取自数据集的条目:
==============================
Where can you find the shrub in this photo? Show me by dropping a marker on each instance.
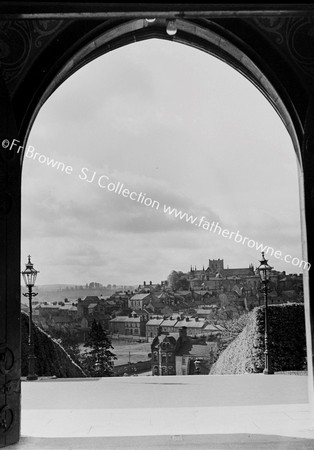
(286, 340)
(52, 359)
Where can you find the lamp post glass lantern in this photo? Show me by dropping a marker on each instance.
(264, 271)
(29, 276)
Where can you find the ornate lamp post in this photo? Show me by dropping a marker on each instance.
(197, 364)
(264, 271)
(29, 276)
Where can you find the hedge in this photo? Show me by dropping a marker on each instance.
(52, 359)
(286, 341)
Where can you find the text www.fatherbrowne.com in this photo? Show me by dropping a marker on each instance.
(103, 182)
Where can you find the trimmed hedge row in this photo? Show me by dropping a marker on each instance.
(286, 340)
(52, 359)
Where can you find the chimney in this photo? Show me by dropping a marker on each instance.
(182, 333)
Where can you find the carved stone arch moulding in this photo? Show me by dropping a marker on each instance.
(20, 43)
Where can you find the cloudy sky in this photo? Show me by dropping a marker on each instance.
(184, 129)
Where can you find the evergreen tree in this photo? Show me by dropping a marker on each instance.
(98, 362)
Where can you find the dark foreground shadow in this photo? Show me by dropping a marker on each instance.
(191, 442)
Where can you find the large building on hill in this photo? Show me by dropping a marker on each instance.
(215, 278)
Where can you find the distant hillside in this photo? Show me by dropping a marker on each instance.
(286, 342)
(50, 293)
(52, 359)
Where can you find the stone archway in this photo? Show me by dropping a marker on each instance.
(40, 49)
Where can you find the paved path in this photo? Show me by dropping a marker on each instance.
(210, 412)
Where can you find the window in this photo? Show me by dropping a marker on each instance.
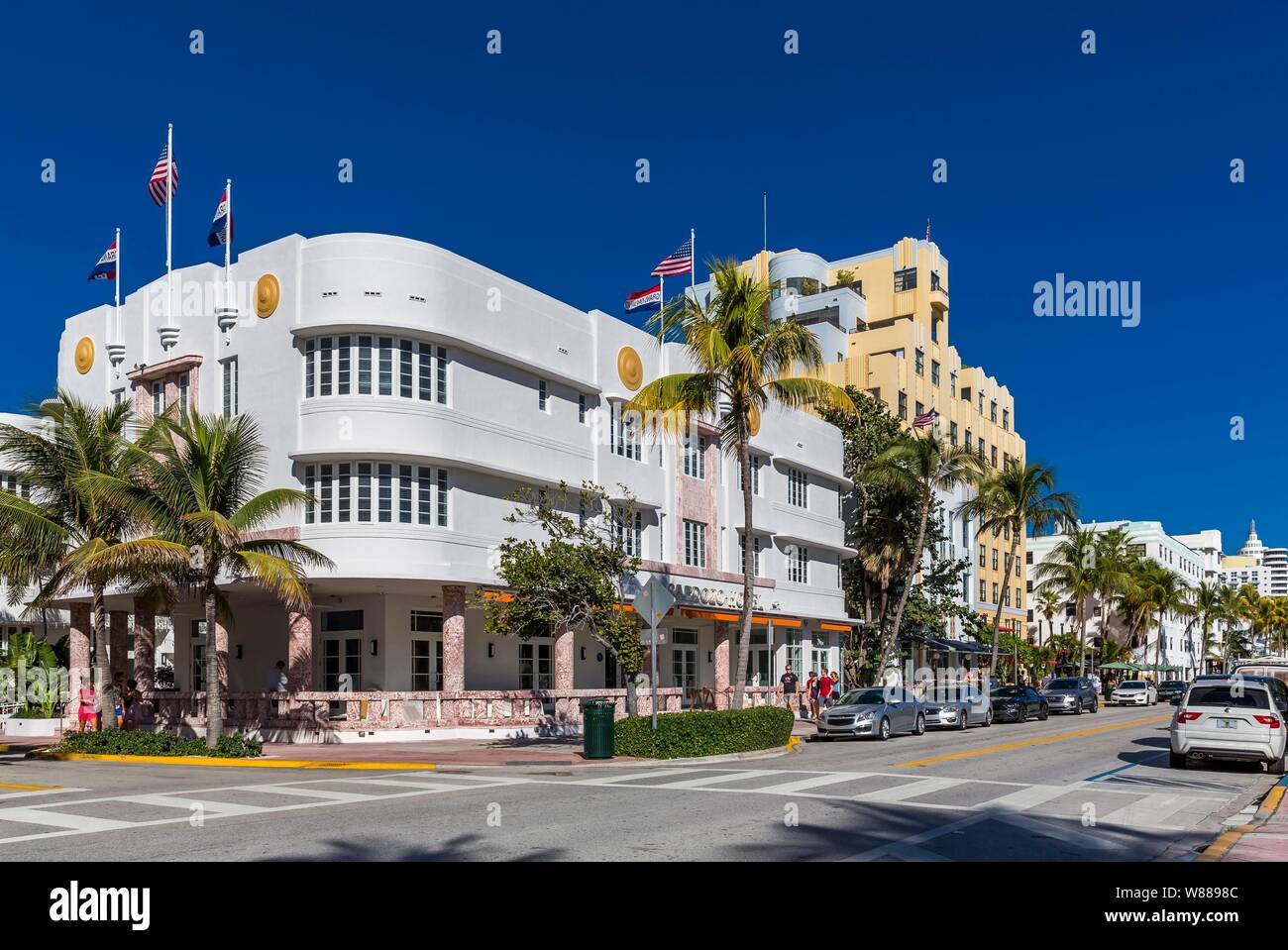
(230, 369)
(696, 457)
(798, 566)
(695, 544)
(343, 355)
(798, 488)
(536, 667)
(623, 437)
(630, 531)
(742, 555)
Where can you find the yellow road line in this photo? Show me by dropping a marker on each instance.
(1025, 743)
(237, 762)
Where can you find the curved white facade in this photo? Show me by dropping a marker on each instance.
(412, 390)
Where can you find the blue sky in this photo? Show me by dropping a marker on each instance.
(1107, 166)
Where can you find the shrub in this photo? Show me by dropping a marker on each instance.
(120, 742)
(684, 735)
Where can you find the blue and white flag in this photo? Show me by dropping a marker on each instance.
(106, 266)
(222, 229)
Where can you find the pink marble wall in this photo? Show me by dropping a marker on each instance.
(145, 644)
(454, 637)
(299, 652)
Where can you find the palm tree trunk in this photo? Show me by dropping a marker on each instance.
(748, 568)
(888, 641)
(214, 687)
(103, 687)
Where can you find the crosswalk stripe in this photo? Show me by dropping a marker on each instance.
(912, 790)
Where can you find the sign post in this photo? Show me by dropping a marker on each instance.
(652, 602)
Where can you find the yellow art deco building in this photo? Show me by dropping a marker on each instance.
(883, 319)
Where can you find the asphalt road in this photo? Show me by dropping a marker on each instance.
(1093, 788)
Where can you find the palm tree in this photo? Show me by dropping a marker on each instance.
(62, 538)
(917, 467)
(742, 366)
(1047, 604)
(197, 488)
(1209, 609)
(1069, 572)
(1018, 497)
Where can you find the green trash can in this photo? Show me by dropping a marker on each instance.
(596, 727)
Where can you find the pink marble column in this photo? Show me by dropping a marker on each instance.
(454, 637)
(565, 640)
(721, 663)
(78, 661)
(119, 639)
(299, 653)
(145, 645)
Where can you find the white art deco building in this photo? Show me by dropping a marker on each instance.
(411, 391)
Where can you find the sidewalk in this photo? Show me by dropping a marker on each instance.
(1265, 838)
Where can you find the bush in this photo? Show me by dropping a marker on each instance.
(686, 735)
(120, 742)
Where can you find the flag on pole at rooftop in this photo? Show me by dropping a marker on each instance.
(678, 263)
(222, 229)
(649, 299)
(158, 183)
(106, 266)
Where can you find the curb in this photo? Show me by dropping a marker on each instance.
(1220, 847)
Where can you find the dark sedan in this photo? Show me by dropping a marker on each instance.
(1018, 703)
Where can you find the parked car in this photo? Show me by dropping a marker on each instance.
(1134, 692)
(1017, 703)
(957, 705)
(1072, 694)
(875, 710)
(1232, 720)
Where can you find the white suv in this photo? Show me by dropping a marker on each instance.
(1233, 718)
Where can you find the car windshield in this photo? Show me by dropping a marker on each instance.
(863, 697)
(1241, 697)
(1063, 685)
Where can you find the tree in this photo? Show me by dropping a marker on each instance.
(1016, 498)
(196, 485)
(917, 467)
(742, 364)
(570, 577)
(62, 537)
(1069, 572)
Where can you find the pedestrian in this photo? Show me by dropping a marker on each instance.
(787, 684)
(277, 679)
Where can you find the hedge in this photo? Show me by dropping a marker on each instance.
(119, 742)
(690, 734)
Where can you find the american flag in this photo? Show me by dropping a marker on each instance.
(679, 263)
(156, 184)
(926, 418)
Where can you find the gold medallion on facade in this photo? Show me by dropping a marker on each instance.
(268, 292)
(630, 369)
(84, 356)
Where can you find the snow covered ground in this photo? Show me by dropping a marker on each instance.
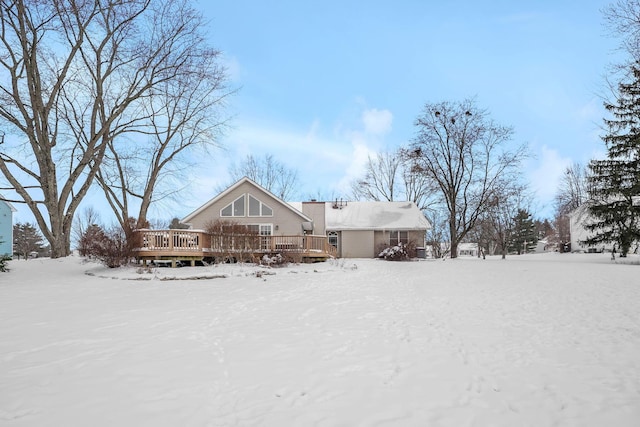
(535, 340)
==============================
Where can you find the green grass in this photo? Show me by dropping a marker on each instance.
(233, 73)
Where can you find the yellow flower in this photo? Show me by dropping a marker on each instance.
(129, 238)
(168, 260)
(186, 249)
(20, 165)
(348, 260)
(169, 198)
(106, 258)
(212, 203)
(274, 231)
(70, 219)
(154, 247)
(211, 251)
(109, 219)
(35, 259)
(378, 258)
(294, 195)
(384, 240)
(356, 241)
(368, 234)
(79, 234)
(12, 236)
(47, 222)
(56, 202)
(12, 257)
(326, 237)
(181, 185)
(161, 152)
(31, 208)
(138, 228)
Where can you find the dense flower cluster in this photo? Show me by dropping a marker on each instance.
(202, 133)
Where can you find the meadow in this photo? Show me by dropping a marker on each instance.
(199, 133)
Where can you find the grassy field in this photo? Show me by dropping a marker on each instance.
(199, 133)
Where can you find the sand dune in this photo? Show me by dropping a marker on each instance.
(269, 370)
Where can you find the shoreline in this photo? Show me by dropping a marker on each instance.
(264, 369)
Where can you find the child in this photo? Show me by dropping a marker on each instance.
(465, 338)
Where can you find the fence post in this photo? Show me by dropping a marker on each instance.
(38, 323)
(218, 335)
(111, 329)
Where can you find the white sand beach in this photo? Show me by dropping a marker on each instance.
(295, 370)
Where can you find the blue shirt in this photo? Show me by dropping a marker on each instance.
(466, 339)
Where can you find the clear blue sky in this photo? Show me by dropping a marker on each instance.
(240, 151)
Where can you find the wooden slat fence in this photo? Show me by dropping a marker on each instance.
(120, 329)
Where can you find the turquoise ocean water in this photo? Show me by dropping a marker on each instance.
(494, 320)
==============================
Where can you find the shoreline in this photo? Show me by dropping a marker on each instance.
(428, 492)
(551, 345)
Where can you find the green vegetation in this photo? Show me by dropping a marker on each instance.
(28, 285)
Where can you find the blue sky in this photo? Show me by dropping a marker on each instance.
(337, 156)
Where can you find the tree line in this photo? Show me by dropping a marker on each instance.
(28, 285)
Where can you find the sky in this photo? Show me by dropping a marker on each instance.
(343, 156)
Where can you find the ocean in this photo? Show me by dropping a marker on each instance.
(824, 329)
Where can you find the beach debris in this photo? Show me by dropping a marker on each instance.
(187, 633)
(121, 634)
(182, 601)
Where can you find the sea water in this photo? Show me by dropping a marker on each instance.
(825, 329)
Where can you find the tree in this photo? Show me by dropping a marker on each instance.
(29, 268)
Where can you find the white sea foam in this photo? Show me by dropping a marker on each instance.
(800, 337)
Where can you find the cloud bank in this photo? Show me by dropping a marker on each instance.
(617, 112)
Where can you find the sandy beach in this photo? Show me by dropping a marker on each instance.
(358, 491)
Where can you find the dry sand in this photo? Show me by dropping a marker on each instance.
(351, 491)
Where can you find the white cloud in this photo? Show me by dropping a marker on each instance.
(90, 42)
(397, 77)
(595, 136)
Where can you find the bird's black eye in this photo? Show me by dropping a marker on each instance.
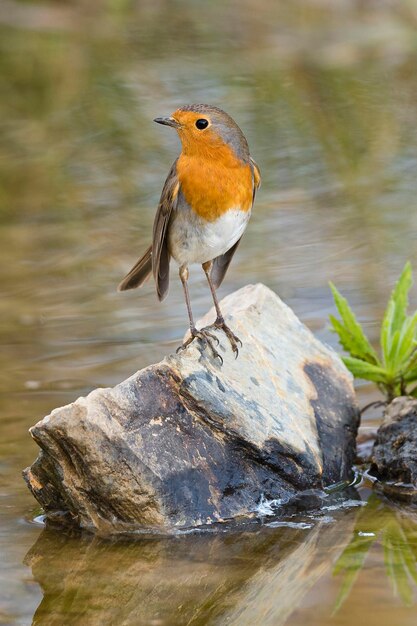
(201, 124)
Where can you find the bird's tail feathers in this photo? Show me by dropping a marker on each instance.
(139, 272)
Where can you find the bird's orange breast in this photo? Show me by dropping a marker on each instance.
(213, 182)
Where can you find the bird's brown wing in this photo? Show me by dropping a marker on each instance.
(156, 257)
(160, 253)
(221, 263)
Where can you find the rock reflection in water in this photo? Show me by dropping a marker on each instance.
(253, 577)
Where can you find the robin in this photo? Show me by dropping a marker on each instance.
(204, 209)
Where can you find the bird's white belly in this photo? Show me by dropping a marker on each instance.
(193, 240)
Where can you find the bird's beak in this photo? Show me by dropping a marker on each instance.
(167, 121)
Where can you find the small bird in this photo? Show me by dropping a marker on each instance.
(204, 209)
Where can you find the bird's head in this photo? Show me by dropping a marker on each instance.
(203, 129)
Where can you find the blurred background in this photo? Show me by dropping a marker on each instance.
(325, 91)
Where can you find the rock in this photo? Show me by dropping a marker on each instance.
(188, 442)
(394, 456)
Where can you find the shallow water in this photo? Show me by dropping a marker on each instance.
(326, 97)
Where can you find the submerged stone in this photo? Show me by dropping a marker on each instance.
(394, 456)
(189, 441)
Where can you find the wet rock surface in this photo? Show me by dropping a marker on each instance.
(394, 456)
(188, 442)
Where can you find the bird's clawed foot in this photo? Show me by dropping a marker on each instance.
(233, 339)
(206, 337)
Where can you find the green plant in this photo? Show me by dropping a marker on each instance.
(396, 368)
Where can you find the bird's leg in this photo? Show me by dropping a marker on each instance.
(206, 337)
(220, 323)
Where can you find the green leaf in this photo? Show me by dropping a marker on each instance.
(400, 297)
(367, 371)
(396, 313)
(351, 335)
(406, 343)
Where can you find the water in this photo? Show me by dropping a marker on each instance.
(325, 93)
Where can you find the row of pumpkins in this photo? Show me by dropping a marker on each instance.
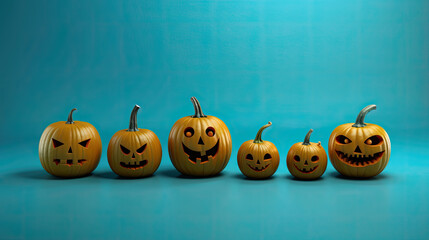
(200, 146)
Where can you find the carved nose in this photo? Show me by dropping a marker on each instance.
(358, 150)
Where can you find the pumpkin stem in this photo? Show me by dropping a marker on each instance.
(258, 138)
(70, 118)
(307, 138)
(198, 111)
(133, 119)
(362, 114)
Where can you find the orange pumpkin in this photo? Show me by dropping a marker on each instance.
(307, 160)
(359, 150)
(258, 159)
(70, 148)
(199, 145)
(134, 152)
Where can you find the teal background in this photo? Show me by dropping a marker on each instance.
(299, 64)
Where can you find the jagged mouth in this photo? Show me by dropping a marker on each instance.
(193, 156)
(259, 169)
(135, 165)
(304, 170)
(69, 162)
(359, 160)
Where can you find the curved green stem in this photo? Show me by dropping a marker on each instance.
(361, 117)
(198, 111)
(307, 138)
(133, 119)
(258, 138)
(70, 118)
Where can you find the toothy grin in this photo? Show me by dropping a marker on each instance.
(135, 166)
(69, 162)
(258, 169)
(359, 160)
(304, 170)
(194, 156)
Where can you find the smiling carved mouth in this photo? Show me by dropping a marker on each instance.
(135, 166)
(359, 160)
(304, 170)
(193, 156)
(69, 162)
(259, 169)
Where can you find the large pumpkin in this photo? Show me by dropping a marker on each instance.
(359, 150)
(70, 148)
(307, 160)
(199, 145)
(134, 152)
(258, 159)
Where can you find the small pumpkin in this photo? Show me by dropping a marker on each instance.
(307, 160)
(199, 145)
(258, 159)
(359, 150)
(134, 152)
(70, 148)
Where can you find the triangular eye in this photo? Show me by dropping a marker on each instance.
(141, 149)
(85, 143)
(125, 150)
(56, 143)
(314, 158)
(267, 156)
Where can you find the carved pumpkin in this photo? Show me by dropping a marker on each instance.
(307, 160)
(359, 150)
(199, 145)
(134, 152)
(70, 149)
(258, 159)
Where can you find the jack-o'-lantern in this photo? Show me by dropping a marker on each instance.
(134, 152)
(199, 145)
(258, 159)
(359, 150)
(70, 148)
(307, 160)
==============================
- **给定指令**
返回上面条目中所有包含字符串“stem”的行，每行照原样列出。

- **示范解答**
Where can you find the pumpkin stem in this photo? Show me by dropping a marker on each instance.
Where can you find the curved green stem in this photo? Show me by dropping a marker on each instance.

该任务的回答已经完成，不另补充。